# [TASK BRIEF]
Output every line of the items below verbatim, with nothing added, dropped, or changed.

# [DATA SHOWN]
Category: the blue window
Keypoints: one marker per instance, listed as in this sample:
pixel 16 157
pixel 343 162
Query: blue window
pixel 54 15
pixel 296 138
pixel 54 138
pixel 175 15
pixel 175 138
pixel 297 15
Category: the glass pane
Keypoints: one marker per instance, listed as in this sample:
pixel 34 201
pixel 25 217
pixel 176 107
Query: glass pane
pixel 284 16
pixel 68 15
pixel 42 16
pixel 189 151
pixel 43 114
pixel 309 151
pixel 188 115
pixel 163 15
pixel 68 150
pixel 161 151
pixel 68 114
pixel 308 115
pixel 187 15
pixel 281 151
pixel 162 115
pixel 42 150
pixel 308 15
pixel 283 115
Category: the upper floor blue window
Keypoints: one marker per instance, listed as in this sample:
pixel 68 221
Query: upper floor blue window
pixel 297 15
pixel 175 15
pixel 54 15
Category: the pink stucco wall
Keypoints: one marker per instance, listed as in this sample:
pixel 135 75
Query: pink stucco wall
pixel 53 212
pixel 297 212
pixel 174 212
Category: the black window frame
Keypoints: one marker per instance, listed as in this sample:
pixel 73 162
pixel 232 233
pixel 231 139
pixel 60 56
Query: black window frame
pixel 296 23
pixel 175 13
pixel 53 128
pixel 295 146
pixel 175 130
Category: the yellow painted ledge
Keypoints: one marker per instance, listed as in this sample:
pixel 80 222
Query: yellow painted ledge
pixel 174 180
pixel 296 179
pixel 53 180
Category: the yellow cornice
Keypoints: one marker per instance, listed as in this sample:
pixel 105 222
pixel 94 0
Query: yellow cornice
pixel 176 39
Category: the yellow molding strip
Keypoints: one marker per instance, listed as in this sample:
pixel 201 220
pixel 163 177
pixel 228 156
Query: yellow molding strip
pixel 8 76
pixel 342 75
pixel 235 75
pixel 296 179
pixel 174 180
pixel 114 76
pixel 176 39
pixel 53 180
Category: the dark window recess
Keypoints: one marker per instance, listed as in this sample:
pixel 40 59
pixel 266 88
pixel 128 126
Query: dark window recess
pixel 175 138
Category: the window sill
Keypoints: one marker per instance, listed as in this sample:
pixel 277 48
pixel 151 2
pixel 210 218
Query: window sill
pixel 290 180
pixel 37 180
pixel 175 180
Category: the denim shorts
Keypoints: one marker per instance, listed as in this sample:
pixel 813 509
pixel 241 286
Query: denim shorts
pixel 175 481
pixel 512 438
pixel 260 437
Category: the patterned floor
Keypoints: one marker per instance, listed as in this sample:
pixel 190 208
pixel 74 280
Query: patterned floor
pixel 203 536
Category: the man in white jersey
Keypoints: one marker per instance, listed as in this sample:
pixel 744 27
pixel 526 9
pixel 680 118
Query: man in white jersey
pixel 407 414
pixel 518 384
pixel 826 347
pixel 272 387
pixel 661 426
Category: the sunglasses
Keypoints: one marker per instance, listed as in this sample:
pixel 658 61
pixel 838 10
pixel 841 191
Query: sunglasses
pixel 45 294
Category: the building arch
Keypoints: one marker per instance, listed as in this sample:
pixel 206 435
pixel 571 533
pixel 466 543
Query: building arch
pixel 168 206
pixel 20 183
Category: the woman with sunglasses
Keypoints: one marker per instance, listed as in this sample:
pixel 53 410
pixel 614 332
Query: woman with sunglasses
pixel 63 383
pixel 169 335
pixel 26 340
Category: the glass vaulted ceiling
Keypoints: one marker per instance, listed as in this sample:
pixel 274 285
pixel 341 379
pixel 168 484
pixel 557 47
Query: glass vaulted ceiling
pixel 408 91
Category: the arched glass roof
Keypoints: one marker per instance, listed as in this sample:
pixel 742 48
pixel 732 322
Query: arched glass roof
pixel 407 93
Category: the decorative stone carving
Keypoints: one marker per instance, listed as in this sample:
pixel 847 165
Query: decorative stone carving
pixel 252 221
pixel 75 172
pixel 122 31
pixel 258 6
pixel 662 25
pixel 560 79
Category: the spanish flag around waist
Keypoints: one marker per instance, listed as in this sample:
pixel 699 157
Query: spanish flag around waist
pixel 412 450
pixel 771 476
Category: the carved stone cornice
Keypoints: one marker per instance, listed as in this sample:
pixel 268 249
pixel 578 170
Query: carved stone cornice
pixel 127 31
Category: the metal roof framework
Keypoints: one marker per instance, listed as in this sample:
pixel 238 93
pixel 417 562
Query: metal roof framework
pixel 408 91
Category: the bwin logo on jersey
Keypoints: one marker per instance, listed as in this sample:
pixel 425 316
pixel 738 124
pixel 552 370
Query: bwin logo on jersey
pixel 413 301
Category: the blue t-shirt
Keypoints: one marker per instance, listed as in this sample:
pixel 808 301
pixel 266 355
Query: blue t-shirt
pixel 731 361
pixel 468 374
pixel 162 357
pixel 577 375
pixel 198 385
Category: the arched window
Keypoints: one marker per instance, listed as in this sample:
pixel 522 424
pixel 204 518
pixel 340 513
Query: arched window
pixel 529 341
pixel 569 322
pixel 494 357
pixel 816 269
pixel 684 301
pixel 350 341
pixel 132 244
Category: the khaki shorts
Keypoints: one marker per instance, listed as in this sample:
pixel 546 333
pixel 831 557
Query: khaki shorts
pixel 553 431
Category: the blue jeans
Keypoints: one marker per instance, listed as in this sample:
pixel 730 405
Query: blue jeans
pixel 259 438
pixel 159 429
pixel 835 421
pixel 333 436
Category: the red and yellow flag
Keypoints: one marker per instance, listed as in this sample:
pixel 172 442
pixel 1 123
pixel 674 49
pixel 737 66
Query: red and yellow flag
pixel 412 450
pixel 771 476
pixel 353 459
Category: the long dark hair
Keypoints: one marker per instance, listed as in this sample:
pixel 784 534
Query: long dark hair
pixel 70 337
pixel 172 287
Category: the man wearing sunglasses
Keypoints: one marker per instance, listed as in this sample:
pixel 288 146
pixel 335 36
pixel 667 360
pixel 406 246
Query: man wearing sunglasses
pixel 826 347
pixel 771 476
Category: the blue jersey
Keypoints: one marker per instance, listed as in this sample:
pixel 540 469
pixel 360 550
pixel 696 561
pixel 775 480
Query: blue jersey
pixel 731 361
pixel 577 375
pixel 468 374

# [IN RESPONSE]
Category: the blue window
Keypoints: one marker per instance, listed as in this sample:
pixel 16 157
pixel 343 162
Query: blue window
pixel 54 15
pixel 296 138
pixel 54 138
pixel 175 15
pixel 175 138
pixel 297 15
Category: the glass pane
Keypoints: one marker per instance, listed as in this sample:
pixel 34 201
pixel 25 217
pixel 176 107
Query: glass pane
pixel 284 16
pixel 68 15
pixel 42 16
pixel 189 151
pixel 43 114
pixel 309 151
pixel 188 115
pixel 163 15
pixel 68 150
pixel 161 151
pixel 68 114
pixel 308 115
pixel 187 15
pixel 281 151
pixel 162 115
pixel 42 150
pixel 308 15
pixel 283 115
Category: the upper floor blue window
Keypoints: one marker per instance, listed as in this sample:
pixel 68 221
Query: upper floor blue window
pixel 297 15
pixel 175 15
pixel 54 15
Category: the pink stucco wall
Keypoints: one marker per instance, listed as in this sample:
pixel 135 75
Query: pink stucco wall
pixel 53 212
pixel 297 212
pixel 174 212
Category: the black window frame
Keypoints: one marker per instance, listed as in this sample:
pixel 73 162
pixel 232 233
pixel 231 139
pixel 60 56
Query: black window frame
pixel 296 23
pixel 175 13
pixel 53 128
pixel 295 146
pixel 175 130
Category: the yellow painted ledge
Keypoints: one marker per instance, listed as in this sample:
pixel 80 222
Query: yellow painted ledge
pixel 174 180
pixel 296 179
pixel 53 180
Category: the yellow cornice
Keypoints: one marker per instance, listed as in this sample:
pixel 105 222
pixel 94 0
Query: yellow cornice
pixel 176 39
Category: the yellow molding strip
Keypoints: one marker per instance, listed as in this sample:
pixel 201 220
pixel 163 177
pixel 228 156
Query: yellow molding strip
pixel 8 76
pixel 342 75
pixel 235 75
pixel 296 179
pixel 174 180
pixel 114 76
pixel 176 39
pixel 53 180
Category: the dark window recess
Keypoints: one marker per instance, listed as in this sample:
pixel 40 59
pixel 266 88
pixel 128 126
Query: dark window recess
pixel 175 138
Category: the window sill
Keypoints: one marker per instance, listed as in this sample:
pixel 277 48
pixel 151 2
pixel 210 218
Query: window sill
pixel 290 180
pixel 37 180
pixel 175 180
Category: the denim shorts
Keypoints: one marker per instance, listed as in this sample:
pixel 813 509
pixel 241 286
Query: denim shorts
pixel 175 481
pixel 512 438
pixel 260 437
Category: the patterned floor
Keypoints: one marker per instance, listed as in this sample:
pixel 190 208
pixel 74 280
Query: patterned floor
pixel 203 536
Category: the man in white jersey
Keypoints: one marker per instance, listed as in this sample:
pixel 744 27
pixel 526 9
pixel 680 118
Query: man in white jersey
pixel 407 414
pixel 518 384
pixel 826 347
pixel 272 387
pixel 661 426
Category: the sunglasses
Keypoints: one marker per instance, listed as in this sample:
pixel 658 61
pixel 838 10
pixel 841 191
Query: sunglasses
pixel 45 294
Category: the building arch
Keypoints: one marker per instance, listed as in this sample:
pixel 206 435
pixel 571 533
pixel 466 543
Query: building arch
pixel 168 206
pixel 20 183
Category: the woman with sunglasses
Keypoints: one marker per instance, listed as in this sample:
pixel 53 410
pixel 614 332
Query: woman with sunglasses
pixel 63 383
pixel 169 335
pixel 26 340
Category: the glass vaulted ceiling
Keypoints: one marker per instance, listed as in this sample:
pixel 274 285
pixel 341 379
pixel 168 484
pixel 557 47
Query: glass vaulted ceiling
pixel 408 91
Category: the arched glass roof
Keypoints: one marker per instance, listed as in this sample:
pixel 742 48
pixel 732 322
Query: arched glass roof
pixel 407 93
Category: the decorative stone carving
Keypoints: one marker per instance, listed as in this sample:
pixel 847 165
Query: decorative stone carving
pixel 252 221
pixel 75 172
pixel 122 31
pixel 258 6
pixel 662 25
pixel 560 79
Category: the spanish flag around waist
Keypoints: one marker per instance, listed as in this sample:
pixel 699 157
Query: spanish flag around waist
pixel 412 450
pixel 771 476
Category: the carved stone cornice
Keypoints: one marker per instance, listed as in this sample:
pixel 268 249
pixel 578 170
Query: carved stone cornice
pixel 127 31
Category: the metal roof framework
Keypoints: one marker per instance, listed as in this sample:
pixel 238 93
pixel 417 562
Query: metal roof framework
pixel 408 91
Category: the bwin logo on jersey
Keypoints: one marker per instance, listed as in this sample:
pixel 425 316
pixel 738 124
pixel 552 370
Query: bwin logo on jersey
pixel 413 301
Category: the blue t-shirt
Keypoints: one marker per instance, listed as in this sample:
pixel 808 301
pixel 266 355
Query: blue t-shirt
pixel 731 361
pixel 468 374
pixel 162 357
pixel 577 375
pixel 198 385
Category: the arched window
Keypoints: one marker per instance, listed as in this sample:
pixel 522 424
pixel 204 518
pixel 340 513
Query: arched window
pixel 529 341
pixel 569 322
pixel 494 357
pixel 816 269
pixel 684 301
pixel 350 341
pixel 132 244
Category: the khaki shorts
Keypoints: one marker per instance, listed as in this sample:
pixel 546 333
pixel 831 557
Query: khaki shorts
pixel 553 431
Category: the blue jeans
Keypoints: one marker per instance, listed as in this sample:
pixel 730 405
Query: blue jeans
pixel 259 438
pixel 159 429
pixel 835 421
pixel 333 436
Category: the red and yellow flag
Keypoints: one marker per instance, listed as in this sample:
pixel 172 442
pixel 1 123
pixel 674 49
pixel 737 66
Query: red and yellow flag
pixel 412 450
pixel 771 476
pixel 353 459
Category: the long dark hair
Keypoints: one marker per instance, listed as in this sample:
pixel 784 534
Query: long dark hair
pixel 70 337
pixel 172 287
Category: the man wearing sunglasses
Keypoints: one marker per instance, listed as in this sample:
pixel 288 146
pixel 335 36
pixel 667 360
pixel 406 246
Query: man wearing sunglasses
pixel 826 347
pixel 771 476
Category: the blue jersey
Keypoints: one marker per instance, listed as in this sample:
pixel 540 469
pixel 360 550
pixel 696 561
pixel 775 480
Query: blue jersey
pixel 731 361
pixel 577 375
pixel 468 374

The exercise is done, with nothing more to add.